Thread-safe code is code that is always executed correctly and does not suffer from concurrency hazards even when executed concurrently from multiple threads.
Overview
One of Clojure design goals was to make concurrent programming easier. The thinking is that as modern CPUs add more and more cores and the number of CPUs is increasing as well, the biggest contributor to application throughput will come from making use of those resources.
The key design decision was making Clojure data structures immutable (persistent) and separating the concepts of identity and value. The importance of immutability cannot be over-emphasized: immutable values can be safely shared between threads, eliminate many concurrency hazards, and ultimately make it easier for developers to reason about their programs.
However, a language that only has immutable data structures and no way to change (mutate) program state is not very useful. The identity/value separation makes state mutations (e.g., incrementing a counter or adding an element to a list) possible in ways that have known guarantees with respect to concurrency. This separation largely eliminates the need for explicit use of locks, which is possible in Clojure but typically not necessary.
To put it another way: "changing variables" in Clojure happens differently from many other languages; in ways that are predictable from the concurrency perspective and which eliminate many concurrency hazards.
Next lets take a closer look to the identity/value separation.
Identity/Value Separation ("on State and Identity")
In Clojure, values are immutable. They never change. For example, a number is a value.
A map {:language "Clojure"}
is a value. A vector with 3 elements is a value.
When you attempt to modify a value (a data structure), a new value is produced instead. These are known as persistent data structures (the word "persistent" has nothing to do with storing data on disk).
An identity is a named entity (e.g., a list of active chat group
members or a counter) that changes over time and at any given moment references a value.
For example, the current value of a counter may be 42
. After incrementing it, the value
is 43
but it is still the same counter --- the same identity. This is different from, say, Java
or Ruby, where variables serve as identities that (typically) point to a mutable value
and which are modified in place.
See also Values and Change: Clojure’s approach to Identity and State on clojure.org.
Identities in Clojure can be of several types, known as reference types.
Clojure Reference Types
Overview
In Clojure's world view, concurrent operations can be roughly classified as coordinated or uncoordinated, and synchronous or asynchronous. Different reference types in Clojure have their own concurrency semantics and cover different kind of operations:
Coordinated | Uncoordinated | |
---|---|---|
Synchronous | Refs | Atoms |
Asynchronous | — | Agents |
- Coordinated
- An operation that depends on cooperation from other operations (possibly, other operations at least do not interfere with it) in order to produce correct results. For example, a banking operation that involves more than one account.

--- Prompt 1 ---
Find each line in the entries that contains the string "leaf", and copy those lines. Match upper and lower case exactly.
The text and the entries have no connection to each other.

--- Source material ---
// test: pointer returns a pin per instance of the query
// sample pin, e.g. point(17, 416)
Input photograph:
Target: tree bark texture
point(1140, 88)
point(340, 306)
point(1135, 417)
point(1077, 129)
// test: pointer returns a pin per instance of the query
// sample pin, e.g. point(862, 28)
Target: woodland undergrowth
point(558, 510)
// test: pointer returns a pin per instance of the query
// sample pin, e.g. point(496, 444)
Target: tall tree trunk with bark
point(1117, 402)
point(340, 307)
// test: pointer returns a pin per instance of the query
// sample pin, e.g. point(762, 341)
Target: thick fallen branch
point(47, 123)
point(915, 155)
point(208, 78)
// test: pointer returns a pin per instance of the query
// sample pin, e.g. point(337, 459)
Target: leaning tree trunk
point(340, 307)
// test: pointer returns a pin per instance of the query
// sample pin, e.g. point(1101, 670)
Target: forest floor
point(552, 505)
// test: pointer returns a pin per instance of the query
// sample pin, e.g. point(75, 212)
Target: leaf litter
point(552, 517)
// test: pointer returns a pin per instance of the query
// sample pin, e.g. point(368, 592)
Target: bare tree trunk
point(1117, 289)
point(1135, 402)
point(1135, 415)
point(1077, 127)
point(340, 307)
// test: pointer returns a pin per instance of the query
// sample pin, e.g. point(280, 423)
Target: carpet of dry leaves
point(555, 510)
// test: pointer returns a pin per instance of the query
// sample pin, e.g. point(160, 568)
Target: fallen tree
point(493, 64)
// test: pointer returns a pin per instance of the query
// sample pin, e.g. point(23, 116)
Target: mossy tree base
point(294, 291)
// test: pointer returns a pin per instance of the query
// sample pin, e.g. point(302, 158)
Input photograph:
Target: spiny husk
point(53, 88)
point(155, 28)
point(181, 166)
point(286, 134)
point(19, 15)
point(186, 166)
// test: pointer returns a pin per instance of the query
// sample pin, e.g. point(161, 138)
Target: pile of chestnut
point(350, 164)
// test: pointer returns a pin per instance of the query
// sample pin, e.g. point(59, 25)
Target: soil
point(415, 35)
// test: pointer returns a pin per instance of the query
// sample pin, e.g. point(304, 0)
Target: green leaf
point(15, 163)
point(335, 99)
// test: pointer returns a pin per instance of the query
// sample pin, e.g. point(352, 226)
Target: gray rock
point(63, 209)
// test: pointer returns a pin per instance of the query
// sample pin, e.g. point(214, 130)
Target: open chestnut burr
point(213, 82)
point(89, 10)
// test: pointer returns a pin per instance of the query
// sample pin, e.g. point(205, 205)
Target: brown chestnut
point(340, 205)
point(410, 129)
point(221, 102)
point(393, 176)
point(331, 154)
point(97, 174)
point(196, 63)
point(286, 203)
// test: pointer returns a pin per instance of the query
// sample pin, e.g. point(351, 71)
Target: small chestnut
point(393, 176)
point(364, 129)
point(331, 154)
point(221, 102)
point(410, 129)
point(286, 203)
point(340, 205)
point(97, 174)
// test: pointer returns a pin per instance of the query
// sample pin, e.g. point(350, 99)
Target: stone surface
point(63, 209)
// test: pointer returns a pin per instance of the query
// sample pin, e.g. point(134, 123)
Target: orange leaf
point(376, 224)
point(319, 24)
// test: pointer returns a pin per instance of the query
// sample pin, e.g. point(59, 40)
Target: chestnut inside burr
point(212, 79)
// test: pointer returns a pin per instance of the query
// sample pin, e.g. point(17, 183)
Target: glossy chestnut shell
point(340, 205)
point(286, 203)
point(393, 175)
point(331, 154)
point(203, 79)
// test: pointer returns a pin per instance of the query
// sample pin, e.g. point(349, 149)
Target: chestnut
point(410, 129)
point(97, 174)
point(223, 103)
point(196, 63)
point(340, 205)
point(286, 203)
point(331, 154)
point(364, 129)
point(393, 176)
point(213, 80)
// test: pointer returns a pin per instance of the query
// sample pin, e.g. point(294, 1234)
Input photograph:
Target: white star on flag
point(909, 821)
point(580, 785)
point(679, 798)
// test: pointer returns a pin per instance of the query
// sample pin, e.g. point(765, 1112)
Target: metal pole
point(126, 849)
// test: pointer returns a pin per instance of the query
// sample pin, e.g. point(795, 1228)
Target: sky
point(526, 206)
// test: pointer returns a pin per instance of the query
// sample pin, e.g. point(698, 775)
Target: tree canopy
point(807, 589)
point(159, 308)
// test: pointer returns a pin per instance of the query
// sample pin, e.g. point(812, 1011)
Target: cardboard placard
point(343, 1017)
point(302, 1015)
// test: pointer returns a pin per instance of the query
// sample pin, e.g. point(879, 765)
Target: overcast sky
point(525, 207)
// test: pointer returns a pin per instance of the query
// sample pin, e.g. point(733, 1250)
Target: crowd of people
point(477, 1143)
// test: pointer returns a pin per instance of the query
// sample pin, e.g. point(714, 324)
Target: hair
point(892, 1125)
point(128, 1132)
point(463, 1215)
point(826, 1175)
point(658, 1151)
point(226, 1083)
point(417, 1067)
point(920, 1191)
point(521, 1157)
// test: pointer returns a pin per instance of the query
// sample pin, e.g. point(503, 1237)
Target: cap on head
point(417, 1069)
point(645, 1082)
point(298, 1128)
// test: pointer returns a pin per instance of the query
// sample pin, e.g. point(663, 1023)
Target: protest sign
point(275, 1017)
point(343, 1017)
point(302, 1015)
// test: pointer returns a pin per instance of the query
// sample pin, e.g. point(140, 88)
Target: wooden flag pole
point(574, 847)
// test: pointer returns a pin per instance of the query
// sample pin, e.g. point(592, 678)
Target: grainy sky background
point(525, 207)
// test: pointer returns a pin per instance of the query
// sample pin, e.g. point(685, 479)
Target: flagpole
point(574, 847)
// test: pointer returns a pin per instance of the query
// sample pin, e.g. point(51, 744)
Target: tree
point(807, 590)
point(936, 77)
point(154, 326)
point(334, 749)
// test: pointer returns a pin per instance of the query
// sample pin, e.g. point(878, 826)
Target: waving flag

--- Prompt 2 ---
In the text on Clojure concurrency, what does the word "persistent" have nothing to do with?

--- Full response 1 ---
Target: leaf litter
Target: green leaf
Target: orange leaf

--- Full response 2 ---
Storing data on disk.